* Aufgabenstellung
Gib aus dem vorgegebenen Text den Abschnitt unverändert wieder, der mit „Ich merke, ich“ beginnt und mit „ist die Devise.“ endet.

Wo ich prozentual mit meiner körperlichen Leistungsfähigkeit verglichen zu meinem früheren gesunden Zustand stehe, kann ich nicht mit Sicherheit sagen. Die Einschränkungen sind mein Alltag geworden, ich habe mich daran gewöhnt. Doch ich kann zum Glück sagen, es ist ertragbarer, kalkulierbarer, lebbarer geworden. Und ich bin sicher, ich werde die 80% Leistungsfähigkeit meines früheren Lebens wieder erreichen. Es ist nur die Frage, wann.
Ich merke, ich bin müde geworden, ruhiger, vielleicht ein wenig resigniert. Ich konsumiere kaum noch Nachrichten, nur noch das wichtigste. Angesichts der Klimaentwicklungen verspüre ich oft den Drang oder das Bedürfnis, JETZT sofort etwas zu tun, doch ich kann nicht. Umso froher bin ich, dass es diejenigen Menschen gibt, die gesund sind, und Ihre ganze Möglichkeit in Aktivismus investieren. Sei es fürs Klima, Menschenrechte, oder sonstiges. Ich habe mehr Demut gegenüber dem Gegebenen, seien es Ungerechtigkeit, Ärgernisse, die besagte Beschränktheit von Menschen oder, dass es in einem Laden namens „Der Große Hosenoutlet“ (Name geändert) keine einzige passende Hose in meiner Größe gibt, bei C&A in der überschaubaren Herrenabteilung dagegen schon.
„Nicht meine Affen, nicht mein Zirkus.“ ist die Devise.
Ich kann Menschen nicht zum Verständnis zwingen. Wer mir zuhört, der wird mich, der wird meine Krankheit, verstehen. Wer nicht, dem kann ich nicht helfen. Und der wird nicht viel länger Teil meines Lebens sein. Ich schulde dummen Menschen nichts. Denn dafür habe ich – ganz egoistisch und pragmatisch – keine Zeit, keine Geduld und keine Kraft.

(Gespeicherte Dateneinträge)
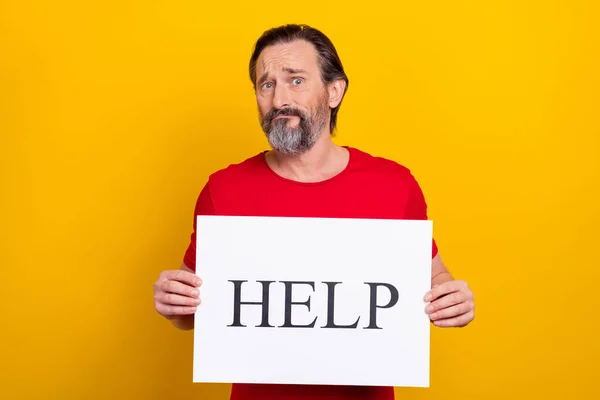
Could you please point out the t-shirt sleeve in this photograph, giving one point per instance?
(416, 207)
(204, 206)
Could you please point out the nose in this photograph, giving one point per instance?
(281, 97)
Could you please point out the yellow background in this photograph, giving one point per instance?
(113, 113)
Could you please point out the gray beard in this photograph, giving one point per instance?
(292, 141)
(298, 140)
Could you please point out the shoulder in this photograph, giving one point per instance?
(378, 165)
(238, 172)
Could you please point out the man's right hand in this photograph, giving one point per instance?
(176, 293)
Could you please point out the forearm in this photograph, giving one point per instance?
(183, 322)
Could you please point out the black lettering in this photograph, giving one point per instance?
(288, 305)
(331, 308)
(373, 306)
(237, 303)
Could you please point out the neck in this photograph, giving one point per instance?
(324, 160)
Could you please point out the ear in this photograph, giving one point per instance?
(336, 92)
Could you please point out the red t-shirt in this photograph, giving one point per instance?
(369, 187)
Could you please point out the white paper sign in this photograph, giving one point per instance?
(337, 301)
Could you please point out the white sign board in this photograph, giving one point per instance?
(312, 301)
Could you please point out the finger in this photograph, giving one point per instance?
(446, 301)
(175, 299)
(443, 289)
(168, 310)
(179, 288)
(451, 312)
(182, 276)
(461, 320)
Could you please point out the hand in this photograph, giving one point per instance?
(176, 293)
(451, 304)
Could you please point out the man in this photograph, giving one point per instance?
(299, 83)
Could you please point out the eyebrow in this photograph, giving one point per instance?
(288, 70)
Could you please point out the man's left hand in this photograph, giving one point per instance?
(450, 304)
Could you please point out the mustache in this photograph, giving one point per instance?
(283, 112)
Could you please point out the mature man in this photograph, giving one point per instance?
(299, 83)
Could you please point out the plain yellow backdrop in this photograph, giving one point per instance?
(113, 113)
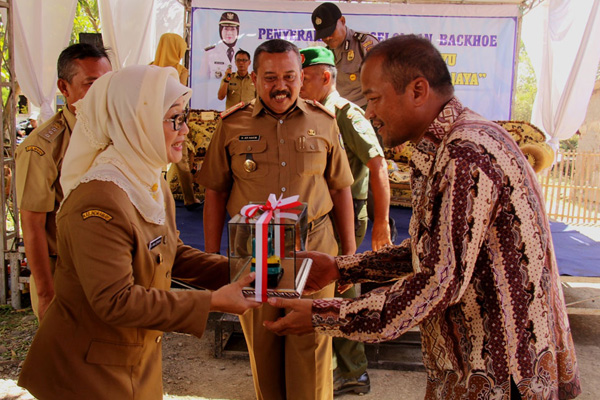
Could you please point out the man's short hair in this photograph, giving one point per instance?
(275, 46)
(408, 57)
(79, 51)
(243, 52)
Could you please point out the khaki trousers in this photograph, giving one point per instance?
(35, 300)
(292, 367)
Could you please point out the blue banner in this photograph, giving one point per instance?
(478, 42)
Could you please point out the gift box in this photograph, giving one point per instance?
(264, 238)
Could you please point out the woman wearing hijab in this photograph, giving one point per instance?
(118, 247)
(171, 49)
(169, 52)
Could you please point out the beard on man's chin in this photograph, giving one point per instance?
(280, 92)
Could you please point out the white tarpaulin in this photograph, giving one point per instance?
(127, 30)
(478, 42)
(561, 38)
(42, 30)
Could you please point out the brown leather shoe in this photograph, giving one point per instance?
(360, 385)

* Antwortfeld
Ich merke, ich bin müde geworden, ruhiger, vielleicht ein wenig resigniert. Ich konsumiere kaum noch Nachrichten, nur noch das wichtigste. Angesichts der Klimaentwicklungen verspüre ich oft den Drang oder das Bedürfnis, JETZT sofort etwas zu tun, doch ich kann nicht. Umso froher bin ich, dass es diejenigen Menschen gibt, die gesund sind, und Ihre ganze Möglichkeit in Aktivismus investieren. Sei es fürs Klima, Menschenrechte, oder sonstiges. Ich habe mehr Demut gegenüber dem Gegebenen, seien es Ungerechtigkeit, Ärgernisse, die besagte Beschränktheit von Menschen oder, dass es in einem Laden namens „Der Große Hosenoutlet“ (Name geändert) keine einzige passende Hose in meiner Größe gibt, bei C&A in der überschaubaren Herrenabteilung dagegen schon.
„Nicht meine Affen, nicht mein Zirkus.“ ist die Devise.